Work order: Pick each line containing the word "golfer" out of the data below.

Exercise materials:
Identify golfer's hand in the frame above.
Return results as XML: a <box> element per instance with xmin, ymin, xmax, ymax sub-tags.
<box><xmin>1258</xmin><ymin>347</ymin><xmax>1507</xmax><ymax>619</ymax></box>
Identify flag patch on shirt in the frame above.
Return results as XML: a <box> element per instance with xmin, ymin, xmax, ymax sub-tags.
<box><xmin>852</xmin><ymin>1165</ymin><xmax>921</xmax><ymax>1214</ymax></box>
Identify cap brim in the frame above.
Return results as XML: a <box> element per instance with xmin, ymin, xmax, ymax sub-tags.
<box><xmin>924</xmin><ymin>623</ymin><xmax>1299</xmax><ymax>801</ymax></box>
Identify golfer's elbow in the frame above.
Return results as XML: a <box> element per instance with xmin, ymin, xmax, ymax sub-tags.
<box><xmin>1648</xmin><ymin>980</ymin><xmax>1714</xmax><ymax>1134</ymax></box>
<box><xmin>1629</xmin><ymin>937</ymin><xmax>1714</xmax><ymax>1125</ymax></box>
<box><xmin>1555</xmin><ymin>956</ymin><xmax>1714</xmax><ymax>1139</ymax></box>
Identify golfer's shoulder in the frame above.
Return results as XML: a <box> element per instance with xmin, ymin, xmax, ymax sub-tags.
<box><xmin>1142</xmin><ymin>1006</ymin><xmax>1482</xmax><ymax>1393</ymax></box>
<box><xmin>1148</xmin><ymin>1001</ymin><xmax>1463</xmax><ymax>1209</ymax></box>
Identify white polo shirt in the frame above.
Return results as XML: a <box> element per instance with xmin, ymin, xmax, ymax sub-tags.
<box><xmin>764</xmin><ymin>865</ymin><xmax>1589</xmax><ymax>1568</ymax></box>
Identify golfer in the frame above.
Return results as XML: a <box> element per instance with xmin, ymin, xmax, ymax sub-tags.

Result below:
Identify golfer's hand in the frame above.
Identify golfer's elbow in the frame above.
Identify golfer's shoulder in the frame above.
Identify golfer in the frame above.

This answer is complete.